**** EXERCISE DATA

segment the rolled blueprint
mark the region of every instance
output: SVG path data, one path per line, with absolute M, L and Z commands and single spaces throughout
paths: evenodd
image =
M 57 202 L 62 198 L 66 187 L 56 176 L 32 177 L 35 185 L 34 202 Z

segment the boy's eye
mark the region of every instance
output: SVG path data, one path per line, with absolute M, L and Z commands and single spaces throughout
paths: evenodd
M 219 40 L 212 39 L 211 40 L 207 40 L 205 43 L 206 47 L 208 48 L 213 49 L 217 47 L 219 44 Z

********

> [DO THIS]: Reproduce every line of the records above, requests included, and adjust each coordinate in the answers by -84.

> [RESPONSE TO THIS TASK]:
segment the rolled blueprint
mark the region of every instance
output: SVG path data, one path per line, with absolute M, L and Z commands and single spaces throughout
paths: evenodd
image =
M -27 118 L -22 114 L -18 103 L -28 92 L -52 93 L -49 101 L -50 118 Z

segment the boy's eye
mark the region of every instance
output: SVG path data, one path per line, with absolute M, L and Z commands and single spaces throughout
paths: evenodd
M 135 -44 L 128 -45 L 127 -44 L 123 -44 L 121 -41 L 122 -37 L 124 -36 L 129 -35 L 133 -37 L 135 -40 Z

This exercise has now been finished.